__Kısa problem__
Aşağıdaki sosyal medya yazısına göre şu ifadelerin her birinin yazıyla uyuşup uyuşmadığını evet ya da hayır diye belirtin ve her yanıtı yazıdaki belirleyici sözleri aynen alıntılayarak destekleyin: 1. Konvansiyonel iletişimde insanlar edilgendi. 2. Gazetelerin internet sayfaları sosyal medya mecrası sayılmaz. 3. Yeni medya iletişimi tek yönlü yaptı.

__Alıntı__
SOSYAL MEDYADA BÜYÜ’MEK

“Şans yalnızca hazır olan zihinlere güler.” Louis Pasteur

Konvansiyonel iletişim tek yönlüydü.
Muhabir, yazar, editör, yönetmen, hatip, sunucu bir şey söyler, insanlar; dinlerdi, izlerdi, edilgendi.
Yeni medya iletişimi çok yönlü yaptı.
Muhatap, başka bir kimlik kazandı.
İletişimin hem kaynağı; hem hedefi haline geldi.

Yeni iletişim formunun biçimlendirdiği iletişim mecralarına “Sosyal Medya” diyoruz.
İletişimin, üreteni, çoğaltanı, takdir edeni, tekdir edeni… merkezi; neredeyse her kişi.


İnsanlar bu araçlarla, iletişim ağları oluşturuyorlar.
Her ağ, her ağ kümesi mutlaka birbirine bağlanıyor.

Bu iletişim ağlarının; dünyalarımızı biçim ve içerik olarak kuşattığını net olarak görebiliyoruz, bunu yaşıyoruz.
Evrensellik, bu mevzuda tıkır tıkır işliyor.
Her kişi, evrendeki bütün diğer kişilerle bağlı.

HAL BÖYLE ALGI BAŞKA

Sosyal Medya olarak adlandırılan iletişim devrimi; eski iletişim araçlarını da fethediyor.
Çok sayıda insanı buluşturan mesajlaşma yazılımları, uzaktan eğitim araçları, gazetelerin internet sayfaları, bloglar, oyun programları, televizyon platformları… Hepsi aslında sosyal medya mecrası.
Hepsi ağa, ağlara pencereler açıyor.

Hal böyleyken algı böyle değil.
“Sosyal Medya” çok tanımlı bazı mecraları ifade etmek üzere kullanılıyor.
Facebook, Youtube, Whatsapp, Messenger, Instagram, Reddit, Twitter, Snapchat, Linkedin, Pinterest, Tumblr, Kik, TikTok… Akla önce bunlar geliyor.

Bu sitelerin hepsinin ayrı ayrı amaçları, kullanım şekilleri, dilleri var.

Kaydedilmiş veri girdileri:
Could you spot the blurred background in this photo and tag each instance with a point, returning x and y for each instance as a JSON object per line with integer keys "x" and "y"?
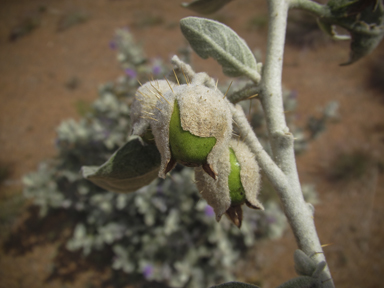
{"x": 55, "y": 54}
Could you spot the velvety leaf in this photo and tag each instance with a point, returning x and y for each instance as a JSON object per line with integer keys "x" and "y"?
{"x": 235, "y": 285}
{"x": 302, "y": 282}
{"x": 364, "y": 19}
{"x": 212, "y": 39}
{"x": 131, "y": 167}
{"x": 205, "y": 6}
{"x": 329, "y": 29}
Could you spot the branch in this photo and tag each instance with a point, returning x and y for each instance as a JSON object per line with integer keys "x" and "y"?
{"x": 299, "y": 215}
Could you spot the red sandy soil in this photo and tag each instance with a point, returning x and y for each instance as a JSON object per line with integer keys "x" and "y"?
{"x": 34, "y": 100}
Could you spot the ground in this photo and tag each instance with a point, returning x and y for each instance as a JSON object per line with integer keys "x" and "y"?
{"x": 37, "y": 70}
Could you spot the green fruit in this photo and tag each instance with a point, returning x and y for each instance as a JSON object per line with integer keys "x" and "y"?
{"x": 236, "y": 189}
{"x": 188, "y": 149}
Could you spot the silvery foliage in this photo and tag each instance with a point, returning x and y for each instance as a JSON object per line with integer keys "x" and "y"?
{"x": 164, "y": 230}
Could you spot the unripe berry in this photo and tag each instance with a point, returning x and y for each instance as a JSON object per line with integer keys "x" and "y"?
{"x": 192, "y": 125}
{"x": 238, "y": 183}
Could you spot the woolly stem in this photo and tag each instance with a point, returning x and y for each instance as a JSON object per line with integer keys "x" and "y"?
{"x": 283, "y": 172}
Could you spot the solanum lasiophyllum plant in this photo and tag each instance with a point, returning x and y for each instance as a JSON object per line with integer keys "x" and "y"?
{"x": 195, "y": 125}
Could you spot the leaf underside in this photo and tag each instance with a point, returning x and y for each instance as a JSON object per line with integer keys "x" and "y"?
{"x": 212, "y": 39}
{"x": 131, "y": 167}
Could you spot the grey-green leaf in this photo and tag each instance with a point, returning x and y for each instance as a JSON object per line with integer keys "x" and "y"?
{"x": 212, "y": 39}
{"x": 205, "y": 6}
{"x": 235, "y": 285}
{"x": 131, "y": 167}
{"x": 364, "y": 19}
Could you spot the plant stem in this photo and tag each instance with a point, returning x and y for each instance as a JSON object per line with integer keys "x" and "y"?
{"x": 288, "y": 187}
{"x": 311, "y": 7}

---

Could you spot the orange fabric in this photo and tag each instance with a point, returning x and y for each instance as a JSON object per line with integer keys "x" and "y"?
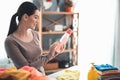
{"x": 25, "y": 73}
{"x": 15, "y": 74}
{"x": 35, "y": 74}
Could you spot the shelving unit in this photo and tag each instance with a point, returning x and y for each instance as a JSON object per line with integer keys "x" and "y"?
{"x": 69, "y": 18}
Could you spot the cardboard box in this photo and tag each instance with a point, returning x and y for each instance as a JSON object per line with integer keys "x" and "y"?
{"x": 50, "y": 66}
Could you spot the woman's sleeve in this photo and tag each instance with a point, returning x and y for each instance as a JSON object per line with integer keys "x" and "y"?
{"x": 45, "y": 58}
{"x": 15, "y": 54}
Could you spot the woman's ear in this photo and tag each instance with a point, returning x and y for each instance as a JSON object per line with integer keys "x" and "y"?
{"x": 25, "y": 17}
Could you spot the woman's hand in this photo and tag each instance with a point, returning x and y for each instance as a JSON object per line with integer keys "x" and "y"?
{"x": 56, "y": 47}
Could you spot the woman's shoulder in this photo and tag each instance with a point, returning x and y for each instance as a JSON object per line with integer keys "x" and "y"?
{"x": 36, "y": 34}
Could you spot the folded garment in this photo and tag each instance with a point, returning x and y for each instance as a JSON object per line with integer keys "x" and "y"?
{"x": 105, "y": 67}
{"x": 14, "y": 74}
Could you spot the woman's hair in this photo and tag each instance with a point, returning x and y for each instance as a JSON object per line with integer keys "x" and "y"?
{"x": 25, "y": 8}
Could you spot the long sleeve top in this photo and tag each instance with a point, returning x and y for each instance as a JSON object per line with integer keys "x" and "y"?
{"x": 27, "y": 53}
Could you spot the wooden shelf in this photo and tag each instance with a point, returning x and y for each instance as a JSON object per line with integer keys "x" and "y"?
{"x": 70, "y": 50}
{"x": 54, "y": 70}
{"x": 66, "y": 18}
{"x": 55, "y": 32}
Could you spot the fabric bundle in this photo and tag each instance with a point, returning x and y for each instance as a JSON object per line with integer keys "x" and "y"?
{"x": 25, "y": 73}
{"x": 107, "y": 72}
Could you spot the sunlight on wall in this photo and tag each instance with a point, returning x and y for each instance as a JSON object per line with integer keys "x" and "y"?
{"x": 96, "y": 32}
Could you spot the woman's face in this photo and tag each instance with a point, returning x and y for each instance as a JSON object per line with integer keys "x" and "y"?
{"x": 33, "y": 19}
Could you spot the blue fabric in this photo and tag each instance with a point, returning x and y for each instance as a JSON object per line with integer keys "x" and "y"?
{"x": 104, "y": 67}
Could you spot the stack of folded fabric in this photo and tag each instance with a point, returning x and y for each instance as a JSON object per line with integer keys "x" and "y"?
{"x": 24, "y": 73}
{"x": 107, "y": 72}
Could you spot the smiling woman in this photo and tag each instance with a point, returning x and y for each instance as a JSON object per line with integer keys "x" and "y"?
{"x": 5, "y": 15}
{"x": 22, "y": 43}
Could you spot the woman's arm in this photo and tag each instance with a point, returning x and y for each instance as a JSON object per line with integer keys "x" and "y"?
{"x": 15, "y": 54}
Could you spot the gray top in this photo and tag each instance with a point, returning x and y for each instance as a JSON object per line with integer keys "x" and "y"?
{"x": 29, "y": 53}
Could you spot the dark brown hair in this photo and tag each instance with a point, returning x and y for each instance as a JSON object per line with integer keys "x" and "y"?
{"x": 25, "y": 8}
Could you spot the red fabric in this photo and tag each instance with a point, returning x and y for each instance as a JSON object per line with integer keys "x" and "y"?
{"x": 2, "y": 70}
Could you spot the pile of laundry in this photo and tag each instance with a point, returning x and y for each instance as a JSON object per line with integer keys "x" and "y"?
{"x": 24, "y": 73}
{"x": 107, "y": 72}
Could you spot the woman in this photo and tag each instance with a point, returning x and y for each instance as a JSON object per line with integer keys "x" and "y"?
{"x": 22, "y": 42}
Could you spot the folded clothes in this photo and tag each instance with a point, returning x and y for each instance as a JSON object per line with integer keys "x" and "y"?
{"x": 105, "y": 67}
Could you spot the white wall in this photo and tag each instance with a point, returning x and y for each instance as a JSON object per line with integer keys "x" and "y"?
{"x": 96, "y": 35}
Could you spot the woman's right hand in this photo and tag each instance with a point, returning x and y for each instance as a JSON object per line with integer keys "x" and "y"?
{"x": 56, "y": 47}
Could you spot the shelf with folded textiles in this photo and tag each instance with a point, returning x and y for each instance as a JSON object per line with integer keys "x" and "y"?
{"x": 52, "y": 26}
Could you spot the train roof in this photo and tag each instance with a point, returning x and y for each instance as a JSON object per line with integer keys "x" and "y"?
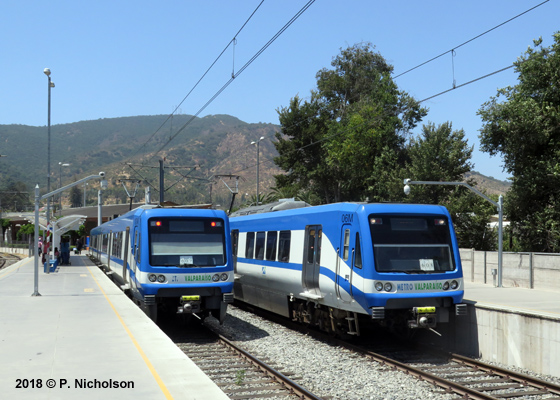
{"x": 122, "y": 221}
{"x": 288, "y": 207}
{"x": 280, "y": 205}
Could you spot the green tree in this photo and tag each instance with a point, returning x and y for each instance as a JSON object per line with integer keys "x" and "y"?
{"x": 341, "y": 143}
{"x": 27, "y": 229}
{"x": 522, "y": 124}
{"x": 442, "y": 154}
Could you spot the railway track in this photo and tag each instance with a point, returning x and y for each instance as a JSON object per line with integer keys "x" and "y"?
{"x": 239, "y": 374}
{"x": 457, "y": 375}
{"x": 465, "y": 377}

__Alıştırmanın çözümü__
1. Evet: "insanlar; dinlerdi, izlerdi, edilgendi."
2. Hayır: "gazetelerin internet sayfaları, bloglar, oyun programları, televizyon platformları… Hepsi aslında sosyal medya mecrası."
3. Hayır: "Yeni medya iletişimi çok yönlü yaptı."